↓

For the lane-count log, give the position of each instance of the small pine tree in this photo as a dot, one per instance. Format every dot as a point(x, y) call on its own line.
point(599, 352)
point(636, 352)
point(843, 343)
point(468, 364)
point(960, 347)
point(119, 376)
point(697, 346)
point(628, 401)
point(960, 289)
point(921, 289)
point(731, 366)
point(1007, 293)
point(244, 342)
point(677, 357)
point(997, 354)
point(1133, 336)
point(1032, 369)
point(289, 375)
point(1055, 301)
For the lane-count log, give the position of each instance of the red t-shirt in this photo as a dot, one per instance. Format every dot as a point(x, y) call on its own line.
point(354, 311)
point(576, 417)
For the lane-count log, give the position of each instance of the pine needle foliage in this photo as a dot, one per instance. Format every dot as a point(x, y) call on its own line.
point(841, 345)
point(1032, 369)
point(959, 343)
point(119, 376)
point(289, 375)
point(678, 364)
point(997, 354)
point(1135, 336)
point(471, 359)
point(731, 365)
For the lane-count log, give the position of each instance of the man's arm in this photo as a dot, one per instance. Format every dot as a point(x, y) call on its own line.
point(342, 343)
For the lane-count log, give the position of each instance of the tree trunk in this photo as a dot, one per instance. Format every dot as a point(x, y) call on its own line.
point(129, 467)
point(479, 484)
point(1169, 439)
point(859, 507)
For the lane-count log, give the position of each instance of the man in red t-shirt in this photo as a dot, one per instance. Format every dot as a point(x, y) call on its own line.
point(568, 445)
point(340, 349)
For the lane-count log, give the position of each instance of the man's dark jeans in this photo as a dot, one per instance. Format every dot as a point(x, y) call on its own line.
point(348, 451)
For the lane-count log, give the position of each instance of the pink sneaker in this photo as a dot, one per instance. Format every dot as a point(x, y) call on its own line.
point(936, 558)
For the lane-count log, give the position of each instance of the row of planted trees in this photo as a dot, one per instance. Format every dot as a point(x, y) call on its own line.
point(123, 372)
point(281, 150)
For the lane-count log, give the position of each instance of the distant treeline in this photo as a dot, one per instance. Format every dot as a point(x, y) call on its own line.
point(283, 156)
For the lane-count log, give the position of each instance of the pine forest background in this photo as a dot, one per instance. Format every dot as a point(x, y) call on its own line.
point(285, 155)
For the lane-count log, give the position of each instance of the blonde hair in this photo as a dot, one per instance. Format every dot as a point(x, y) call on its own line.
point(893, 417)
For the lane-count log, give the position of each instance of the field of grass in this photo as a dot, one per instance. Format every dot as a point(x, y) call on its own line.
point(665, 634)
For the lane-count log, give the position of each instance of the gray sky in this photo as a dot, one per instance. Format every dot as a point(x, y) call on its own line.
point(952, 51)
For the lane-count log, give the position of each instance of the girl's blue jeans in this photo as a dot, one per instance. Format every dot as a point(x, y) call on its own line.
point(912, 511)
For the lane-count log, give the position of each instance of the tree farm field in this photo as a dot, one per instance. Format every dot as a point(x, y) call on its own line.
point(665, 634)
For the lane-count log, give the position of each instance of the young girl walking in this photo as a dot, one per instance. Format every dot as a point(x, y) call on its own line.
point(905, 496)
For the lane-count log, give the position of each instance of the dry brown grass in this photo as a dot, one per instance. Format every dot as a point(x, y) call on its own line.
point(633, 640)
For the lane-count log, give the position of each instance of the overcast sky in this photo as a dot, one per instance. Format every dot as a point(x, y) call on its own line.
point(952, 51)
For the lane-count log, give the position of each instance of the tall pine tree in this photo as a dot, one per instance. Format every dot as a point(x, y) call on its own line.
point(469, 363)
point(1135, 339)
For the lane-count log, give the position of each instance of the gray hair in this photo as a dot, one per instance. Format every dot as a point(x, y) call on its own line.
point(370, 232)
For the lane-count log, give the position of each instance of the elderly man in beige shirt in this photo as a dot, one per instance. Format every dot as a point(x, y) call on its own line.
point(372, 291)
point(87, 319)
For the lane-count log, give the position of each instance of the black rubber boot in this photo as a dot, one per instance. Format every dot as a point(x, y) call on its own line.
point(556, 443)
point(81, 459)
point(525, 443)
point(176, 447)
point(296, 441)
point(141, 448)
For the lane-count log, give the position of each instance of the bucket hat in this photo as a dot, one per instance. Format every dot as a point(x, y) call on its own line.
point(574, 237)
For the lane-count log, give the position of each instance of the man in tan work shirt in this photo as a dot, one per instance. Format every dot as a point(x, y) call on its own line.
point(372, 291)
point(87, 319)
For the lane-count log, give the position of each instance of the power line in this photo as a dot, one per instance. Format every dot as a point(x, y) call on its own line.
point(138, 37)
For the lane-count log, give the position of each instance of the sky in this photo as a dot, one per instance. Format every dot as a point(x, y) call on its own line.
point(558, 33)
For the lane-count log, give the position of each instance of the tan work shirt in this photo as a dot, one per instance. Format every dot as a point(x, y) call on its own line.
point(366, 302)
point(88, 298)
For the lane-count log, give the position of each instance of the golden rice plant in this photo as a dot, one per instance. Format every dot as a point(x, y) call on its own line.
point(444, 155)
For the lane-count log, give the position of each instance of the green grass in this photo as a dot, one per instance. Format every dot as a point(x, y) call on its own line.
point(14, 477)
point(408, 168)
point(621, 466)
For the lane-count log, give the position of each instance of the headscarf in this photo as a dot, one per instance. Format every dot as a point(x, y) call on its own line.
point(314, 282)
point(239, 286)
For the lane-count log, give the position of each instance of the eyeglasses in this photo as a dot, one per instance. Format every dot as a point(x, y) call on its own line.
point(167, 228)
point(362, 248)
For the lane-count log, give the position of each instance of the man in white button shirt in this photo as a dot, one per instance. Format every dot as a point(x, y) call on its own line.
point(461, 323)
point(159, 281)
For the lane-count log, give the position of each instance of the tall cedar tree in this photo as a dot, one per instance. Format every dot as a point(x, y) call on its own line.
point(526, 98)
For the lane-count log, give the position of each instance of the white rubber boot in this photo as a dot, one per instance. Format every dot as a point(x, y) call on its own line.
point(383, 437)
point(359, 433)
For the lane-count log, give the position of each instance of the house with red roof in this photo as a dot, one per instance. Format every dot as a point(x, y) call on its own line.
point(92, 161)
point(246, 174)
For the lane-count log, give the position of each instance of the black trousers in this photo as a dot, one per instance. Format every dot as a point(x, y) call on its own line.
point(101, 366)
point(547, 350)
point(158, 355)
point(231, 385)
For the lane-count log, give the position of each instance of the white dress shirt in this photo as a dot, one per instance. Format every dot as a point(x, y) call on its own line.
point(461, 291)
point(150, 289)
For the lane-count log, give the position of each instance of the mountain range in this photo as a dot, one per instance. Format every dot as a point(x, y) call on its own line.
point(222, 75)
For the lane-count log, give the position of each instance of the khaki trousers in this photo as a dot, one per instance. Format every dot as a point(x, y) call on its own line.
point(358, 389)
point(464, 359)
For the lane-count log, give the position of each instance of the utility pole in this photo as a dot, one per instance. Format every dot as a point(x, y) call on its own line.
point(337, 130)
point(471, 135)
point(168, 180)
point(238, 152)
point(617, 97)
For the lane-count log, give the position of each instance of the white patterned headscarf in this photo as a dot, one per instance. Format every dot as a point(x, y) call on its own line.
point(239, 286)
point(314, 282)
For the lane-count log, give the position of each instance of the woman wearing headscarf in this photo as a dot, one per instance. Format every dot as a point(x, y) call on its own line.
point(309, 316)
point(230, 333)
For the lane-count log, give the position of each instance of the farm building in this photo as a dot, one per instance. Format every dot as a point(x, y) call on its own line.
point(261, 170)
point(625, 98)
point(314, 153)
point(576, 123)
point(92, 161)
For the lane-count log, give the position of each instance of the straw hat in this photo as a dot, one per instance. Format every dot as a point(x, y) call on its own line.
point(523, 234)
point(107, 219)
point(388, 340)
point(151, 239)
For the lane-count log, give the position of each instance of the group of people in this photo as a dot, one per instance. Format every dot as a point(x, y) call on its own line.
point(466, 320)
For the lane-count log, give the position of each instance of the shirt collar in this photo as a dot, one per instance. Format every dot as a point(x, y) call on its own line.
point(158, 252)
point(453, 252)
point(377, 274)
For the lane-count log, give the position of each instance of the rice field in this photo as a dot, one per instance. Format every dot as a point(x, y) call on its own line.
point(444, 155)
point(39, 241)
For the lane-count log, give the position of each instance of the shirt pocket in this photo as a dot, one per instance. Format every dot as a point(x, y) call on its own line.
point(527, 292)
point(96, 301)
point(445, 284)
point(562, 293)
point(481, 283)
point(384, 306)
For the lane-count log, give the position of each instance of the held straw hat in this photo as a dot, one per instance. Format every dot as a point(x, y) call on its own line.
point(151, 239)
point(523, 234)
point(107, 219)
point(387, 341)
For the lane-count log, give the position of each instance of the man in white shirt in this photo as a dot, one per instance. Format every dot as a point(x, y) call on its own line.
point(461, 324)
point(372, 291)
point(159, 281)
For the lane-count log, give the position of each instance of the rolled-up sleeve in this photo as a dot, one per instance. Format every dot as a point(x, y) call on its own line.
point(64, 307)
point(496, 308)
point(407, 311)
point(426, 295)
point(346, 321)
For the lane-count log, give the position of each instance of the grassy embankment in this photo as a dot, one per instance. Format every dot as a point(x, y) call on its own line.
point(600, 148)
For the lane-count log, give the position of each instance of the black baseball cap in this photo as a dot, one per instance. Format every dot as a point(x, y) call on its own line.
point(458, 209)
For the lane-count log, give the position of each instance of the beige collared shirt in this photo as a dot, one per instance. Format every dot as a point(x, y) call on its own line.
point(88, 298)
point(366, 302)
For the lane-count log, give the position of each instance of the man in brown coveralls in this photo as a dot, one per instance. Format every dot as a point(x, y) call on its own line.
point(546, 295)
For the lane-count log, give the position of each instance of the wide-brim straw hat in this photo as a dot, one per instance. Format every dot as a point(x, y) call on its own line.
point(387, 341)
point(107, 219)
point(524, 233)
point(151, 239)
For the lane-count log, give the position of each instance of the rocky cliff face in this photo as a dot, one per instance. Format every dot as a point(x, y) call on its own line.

↑

- Short exercise
Could you print, unchanged, the stretch of entries from the very start through the line containing "point(576, 417)", with that line included?

- Written solution
For the lane-count log, give the position of each instance of the small pine tree in this photo as a dot, one per instance. Format every dot as a point(x, y) call on its own line.
point(599, 352)
point(636, 352)
point(843, 343)
point(468, 364)
point(960, 347)
point(119, 376)
point(697, 346)
point(628, 401)
point(960, 289)
point(921, 289)
point(731, 366)
point(1007, 293)
point(244, 342)
point(677, 357)
point(997, 354)
point(1133, 336)
point(1032, 369)
point(289, 375)
point(1055, 301)
For the lane-count log, give the position of each instance of the red t-shirt in this photo as a dot, one per instance. Format every dot as a point(x, y) call on its own line.
point(354, 311)
point(576, 417)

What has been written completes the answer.